╭─ DATASET CONTENT

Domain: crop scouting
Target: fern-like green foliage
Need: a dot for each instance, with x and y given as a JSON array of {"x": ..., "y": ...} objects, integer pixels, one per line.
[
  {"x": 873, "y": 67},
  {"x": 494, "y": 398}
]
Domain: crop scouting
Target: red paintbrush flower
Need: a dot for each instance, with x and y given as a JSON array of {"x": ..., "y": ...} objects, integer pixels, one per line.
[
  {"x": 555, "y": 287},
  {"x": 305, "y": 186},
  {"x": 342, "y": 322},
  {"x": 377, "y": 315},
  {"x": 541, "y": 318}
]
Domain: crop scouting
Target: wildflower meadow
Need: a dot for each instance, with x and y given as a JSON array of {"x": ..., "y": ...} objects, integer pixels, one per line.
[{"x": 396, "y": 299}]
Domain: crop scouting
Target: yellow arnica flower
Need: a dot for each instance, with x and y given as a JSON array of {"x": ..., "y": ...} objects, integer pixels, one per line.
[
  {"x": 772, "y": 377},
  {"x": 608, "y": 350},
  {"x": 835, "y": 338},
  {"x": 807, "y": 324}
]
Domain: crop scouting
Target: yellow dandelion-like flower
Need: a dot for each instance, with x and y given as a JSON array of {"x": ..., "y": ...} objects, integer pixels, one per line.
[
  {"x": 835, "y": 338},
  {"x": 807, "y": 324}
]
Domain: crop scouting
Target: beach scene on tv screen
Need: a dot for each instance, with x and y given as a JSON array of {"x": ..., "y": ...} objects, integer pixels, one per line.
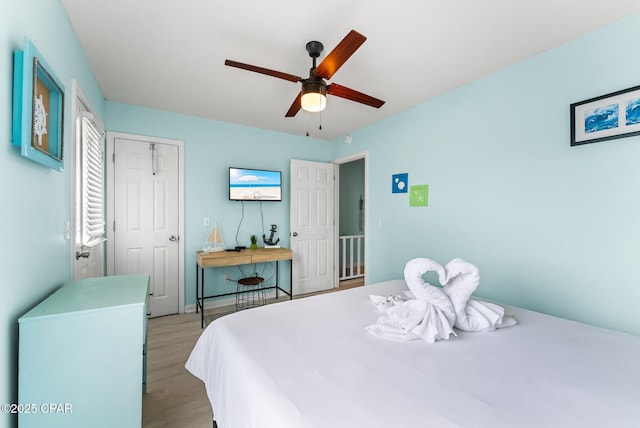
[{"x": 254, "y": 185}]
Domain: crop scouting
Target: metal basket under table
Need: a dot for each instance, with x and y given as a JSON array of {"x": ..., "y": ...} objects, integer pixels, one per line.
[{"x": 250, "y": 293}]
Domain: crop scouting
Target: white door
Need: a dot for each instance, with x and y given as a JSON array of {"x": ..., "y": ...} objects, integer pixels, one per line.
[
  {"x": 312, "y": 226},
  {"x": 146, "y": 217}
]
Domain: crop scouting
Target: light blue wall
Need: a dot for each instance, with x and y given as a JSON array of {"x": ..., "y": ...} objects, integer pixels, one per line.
[
  {"x": 35, "y": 201},
  {"x": 551, "y": 227},
  {"x": 211, "y": 147}
]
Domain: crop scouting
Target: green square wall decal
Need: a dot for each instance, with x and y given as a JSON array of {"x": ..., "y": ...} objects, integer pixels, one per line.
[{"x": 419, "y": 195}]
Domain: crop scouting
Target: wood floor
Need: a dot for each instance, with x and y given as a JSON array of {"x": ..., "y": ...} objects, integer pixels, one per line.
[{"x": 175, "y": 398}]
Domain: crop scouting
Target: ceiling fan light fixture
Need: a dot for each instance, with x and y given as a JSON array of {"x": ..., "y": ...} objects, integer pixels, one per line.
[{"x": 314, "y": 97}]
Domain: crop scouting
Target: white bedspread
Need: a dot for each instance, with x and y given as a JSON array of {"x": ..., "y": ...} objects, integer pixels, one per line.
[{"x": 310, "y": 363}]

╰─

• [TASK TO COMPLETE]: Can you gather every line of the listing above that contains the word "green" and copy each one in full?

• [ANSWER IN FULL]:
Target: fern-like green foliage
Target: green square wall decal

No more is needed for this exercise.